_What is needed_: Go through the entries below and print each one exactly, leaving out pictures.

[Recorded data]
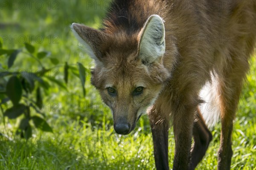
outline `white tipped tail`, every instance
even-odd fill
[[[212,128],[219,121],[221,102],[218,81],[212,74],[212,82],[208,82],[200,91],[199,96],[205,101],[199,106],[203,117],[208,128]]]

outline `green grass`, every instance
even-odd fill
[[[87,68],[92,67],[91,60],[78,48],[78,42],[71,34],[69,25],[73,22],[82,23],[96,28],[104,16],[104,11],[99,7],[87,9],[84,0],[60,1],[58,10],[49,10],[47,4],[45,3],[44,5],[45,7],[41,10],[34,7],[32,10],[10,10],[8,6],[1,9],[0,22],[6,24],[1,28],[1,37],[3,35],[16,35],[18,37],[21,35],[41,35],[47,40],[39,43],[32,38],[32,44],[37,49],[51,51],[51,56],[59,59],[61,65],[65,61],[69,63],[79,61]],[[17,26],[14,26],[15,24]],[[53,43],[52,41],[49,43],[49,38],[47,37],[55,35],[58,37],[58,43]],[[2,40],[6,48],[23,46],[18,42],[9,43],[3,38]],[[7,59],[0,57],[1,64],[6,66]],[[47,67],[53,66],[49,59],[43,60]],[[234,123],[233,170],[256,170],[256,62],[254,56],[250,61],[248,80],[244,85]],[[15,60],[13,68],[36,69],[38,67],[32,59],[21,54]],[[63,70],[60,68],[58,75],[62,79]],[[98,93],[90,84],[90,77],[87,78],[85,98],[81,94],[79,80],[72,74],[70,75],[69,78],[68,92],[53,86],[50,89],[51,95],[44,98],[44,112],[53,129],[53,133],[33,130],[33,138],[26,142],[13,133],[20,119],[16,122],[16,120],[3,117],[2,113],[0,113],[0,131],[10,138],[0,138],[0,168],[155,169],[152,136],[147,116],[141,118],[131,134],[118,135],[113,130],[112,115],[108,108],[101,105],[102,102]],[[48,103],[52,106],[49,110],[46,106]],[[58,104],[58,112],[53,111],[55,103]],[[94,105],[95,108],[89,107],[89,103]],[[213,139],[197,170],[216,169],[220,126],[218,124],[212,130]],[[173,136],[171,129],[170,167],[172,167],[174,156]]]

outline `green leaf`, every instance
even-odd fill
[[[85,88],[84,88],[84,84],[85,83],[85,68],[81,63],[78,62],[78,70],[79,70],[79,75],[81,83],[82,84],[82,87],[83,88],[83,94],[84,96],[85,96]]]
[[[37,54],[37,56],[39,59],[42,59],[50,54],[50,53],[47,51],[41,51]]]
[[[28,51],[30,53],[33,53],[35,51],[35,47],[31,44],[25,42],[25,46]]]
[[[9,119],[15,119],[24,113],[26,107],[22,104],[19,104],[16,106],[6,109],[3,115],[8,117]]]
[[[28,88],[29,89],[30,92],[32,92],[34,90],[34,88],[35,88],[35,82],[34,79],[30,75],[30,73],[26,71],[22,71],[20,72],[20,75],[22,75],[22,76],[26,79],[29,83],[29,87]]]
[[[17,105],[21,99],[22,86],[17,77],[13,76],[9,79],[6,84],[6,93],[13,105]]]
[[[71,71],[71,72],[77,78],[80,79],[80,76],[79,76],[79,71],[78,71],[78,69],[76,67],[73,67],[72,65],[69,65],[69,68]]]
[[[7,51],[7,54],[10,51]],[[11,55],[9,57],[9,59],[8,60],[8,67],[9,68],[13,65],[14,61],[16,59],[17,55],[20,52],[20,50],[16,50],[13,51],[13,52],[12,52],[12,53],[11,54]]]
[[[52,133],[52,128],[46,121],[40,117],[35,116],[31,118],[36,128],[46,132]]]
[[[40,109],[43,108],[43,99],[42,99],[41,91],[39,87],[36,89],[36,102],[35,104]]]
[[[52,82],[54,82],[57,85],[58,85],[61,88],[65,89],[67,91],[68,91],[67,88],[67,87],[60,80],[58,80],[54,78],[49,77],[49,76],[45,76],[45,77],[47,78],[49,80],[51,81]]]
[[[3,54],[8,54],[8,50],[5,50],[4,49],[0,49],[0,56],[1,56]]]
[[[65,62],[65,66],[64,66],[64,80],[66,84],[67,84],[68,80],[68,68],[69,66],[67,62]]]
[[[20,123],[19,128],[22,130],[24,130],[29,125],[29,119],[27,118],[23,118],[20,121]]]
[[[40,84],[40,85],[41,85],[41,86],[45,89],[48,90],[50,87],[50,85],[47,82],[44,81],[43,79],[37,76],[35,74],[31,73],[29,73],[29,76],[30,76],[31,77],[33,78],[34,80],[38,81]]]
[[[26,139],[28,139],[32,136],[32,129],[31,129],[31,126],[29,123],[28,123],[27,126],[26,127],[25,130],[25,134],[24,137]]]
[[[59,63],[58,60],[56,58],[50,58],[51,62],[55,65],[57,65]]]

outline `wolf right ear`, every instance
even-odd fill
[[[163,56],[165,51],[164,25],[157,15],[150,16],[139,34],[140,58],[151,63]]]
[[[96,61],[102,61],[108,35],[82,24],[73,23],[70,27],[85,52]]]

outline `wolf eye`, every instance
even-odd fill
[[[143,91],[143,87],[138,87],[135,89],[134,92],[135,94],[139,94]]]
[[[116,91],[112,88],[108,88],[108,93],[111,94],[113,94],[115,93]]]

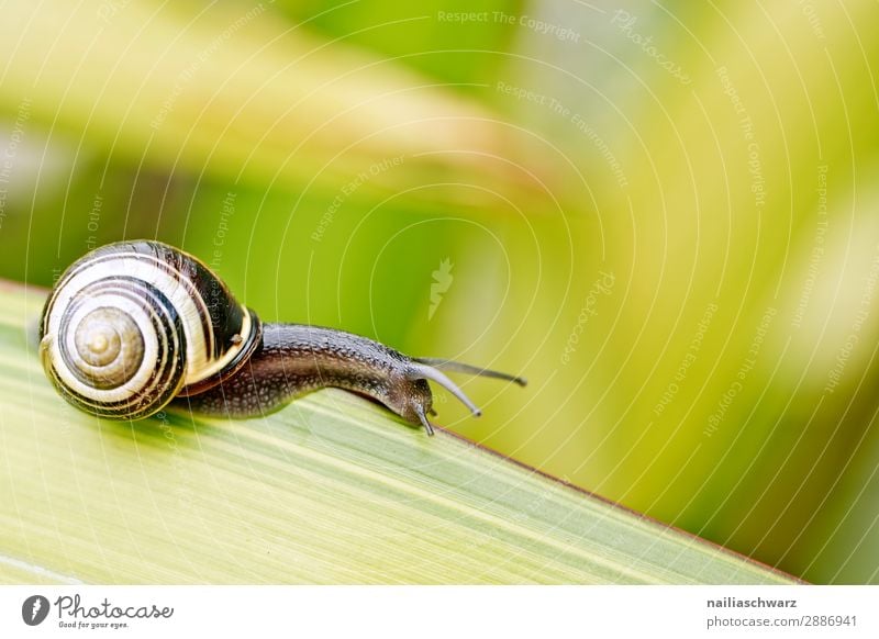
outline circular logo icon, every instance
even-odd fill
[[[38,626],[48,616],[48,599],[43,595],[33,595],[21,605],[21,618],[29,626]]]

_Finished exercise_:
outline `white tipped tail`, every instance
even-odd fill
[[[212,128],[219,121],[221,102],[218,81],[212,74],[212,82],[208,82],[200,91],[199,96],[205,101],[199,106],[203,117],[208,128]]]

outline `green grass`, every instance
even-odd fill
[[[87,68],[92,67],[91,60],[78,48],[78,42],[71,34],[69,25],[73,22],[82,23],[96,28],[104,16],[104,11],[99,7],[87,9],[84,0],[60,1],[58,10],[49,10],[47,4],[45,3],[44,5],[45,7],[41,10],[34,7],[32,10],[10,10],[8,6],[1,9],[0,22],[6,24],[1,28],[1,37],[3,35],[16,35],[18,37],[21,35],[41,35],[47,40],[39,43],[32,38],[32,44],[37,49],[51,51],[51,56],[59,59],[61,65],[65,61],[69,63],[79,61]],[[17,26],[14,26],[15,24]],[[53,43],[52,41],[49,43],[49,38],[47,37],[55,35],[58,37],[58,43]],[[2,40],[6,48],[23,46],[18,42],[9,43],[3,38]],[[7,59],[0,57],[1,64],[6,66]],[[47,67],[53,66],[49,59],[43,60]],[[234,123],[233,170],[256,170],[256,62],[254,56],[250,61],[248,80],[244,85]],[[15,60],[13,68],[36,69],[38,67],[32,59],[21,54]],[[63,70],[60,68],[58,75],[62,79]],[[98,93],[90,84],[90,77],[87,78],[85,98],[81,94],[79,80],[72,74],[70,75],[69,78],[68,92],[53,86],[50,89],[51,95],[44,98],[44,112],[53,129],[53,133],[33,130],[33,138],[26,142],[13,133],[20,119],[16,122],[16,120],[3,117],[2,113],[0,113],[0,131],[10,138],[0,138],[0,168],[155,169],[152,136],[147,116],[141,118],[131,134],[118,135],[113,130],[112,115],[108,108],[101,105],[102,102]],[[48,103],[52,106],[49,110],[46,106]],[[58,104],[58,112],[53,111],[55,103]],[[94,105],[95,108],[89,107],[89,103]],[[213,139],[197,170],[216,169],[220,126],[218,124],[212,130]],[[173,136],[171,129],[170,167],[172,167],[174,156]]]

outline `green leaf`, every instance
even-odd fill
[[[85,88],[84,88],[84,84],[85,83],[85,68],[81,63],[78,62],[78,70],[79,70],[79,75],[81,83],[82,84],[82,87],[83,88],[83,94],[84,96],[85,96]]]
[[[37,54],[37,56],[39,59],[42,59],[50,54],[50,53],[47,51],[41,51]]]
[[[28,51],[30,53],[33,53],[35,51],[35,47],[31,44],[25,42],[25,46]]]
[[[9,119],[15,119],[24,113],[26,107],[22,104],[19,104],[16,106],[6,109],[3,115],[8,117]]]
[[[28,88],[29,89],[30,92],[32,92],[34,90],[34,88],[35,88],[35,82],[34,79],[30,75],[30,73],[26,71],[22,71],[20,72],[20,75],[22,75],[22,76],[26,79],[29,83],[29,87]]]
[[[17,105],[21,99],[22,86],[17,77],[13,76],[9,79],[6,84],[6,93],[13,105]]]
[[[71,71],[71,72],[77,78],[80,79],[80,76],[79,76],[79,71],[78,71],[78,69],[76,67],[73,67],[72,65],[69,65],[69,68]]]
[[[7,51],[7,54],[10,51]],[[11,55],[9,57],[9,59],[8,60],[8,67],[9,68],[13,65],[14,61],[16,59],[17,55],[20,52],[20,50],[16,50],[13,51],[13,52],[12,52],[12,53],[11,54]]]
[[[52,133],[52,128],[46,121],[40,117],[35,116],[31,118],[36,128],[46,132]]]
[[[40,109],[43,108],[43,99],[42,99],[41,91],[39,87],[36,89],[36,102],[35,104]]]
[[[52,82],[54,82],[57,85],[58,85],[61,88],[65,89],[67,91],[68,91],[67,88],[67,87],[60,80],[58,80],[54,78],[49,77],[49,76],[45,76],[45,77],[47,78],[49,80],[51,81]]]
[[[3,54],[8,54],[8,50],[5,50],[4,49],[0,49],[0,56],[1,56]]]
[[[65,62],[65,66],[64,66],[64,80],[66,84],[67,84],[68,80],[68,68],[69,66],[67,62]]]
[[[20,123],[19,128],[22,130],[24,130],[29,125],[29,119],[27,118],[23,118],[20,121]]]
[[[40,84],[40,85],[41,85],[41,86],[45,89],[48,90],[50,87],[50,85],[47,82],[44,81],[43,79],[37,76],[35,74],[31,73],[29,73],[29,76],[30,76],[31,77],[33,78],[34,80],[38,81]]]
[[[26,139],[28,139],[32,136],[32,129],[31,129],[31,126],[29,123],[28,123],[27,126],[26,127],[25,130],[25,134],[24,137]]]
[[[59,63],[58,60],[56,58],[50,58],[51,62],[55,65],[57,65]]]

outline `wolf right ear`, every instance
even-odd fill
[[[163,56],[165,51],[164,25],[157,15],[150,16],[139,34],[140,58],[151,63]]]
[[[96,61],[102,61],[108,35],[82,24],[73,23],[70,27],[85,52]]]

outline `wolf eye`, every instance
even-odd fill
[[[143,91],[143,87],[138,87],[135,89],[134,92],[135,94],[139,94]]]
[[[116,91],[112,88],[108,88],[108,93],[111,94],[113,94],[115,93]]]

outline circular logo icon, every instance
even-odd fill
[[[38,626],[48,616],[48,599],[43,595],[33,595],[21,605],[21,618],[29,626]]]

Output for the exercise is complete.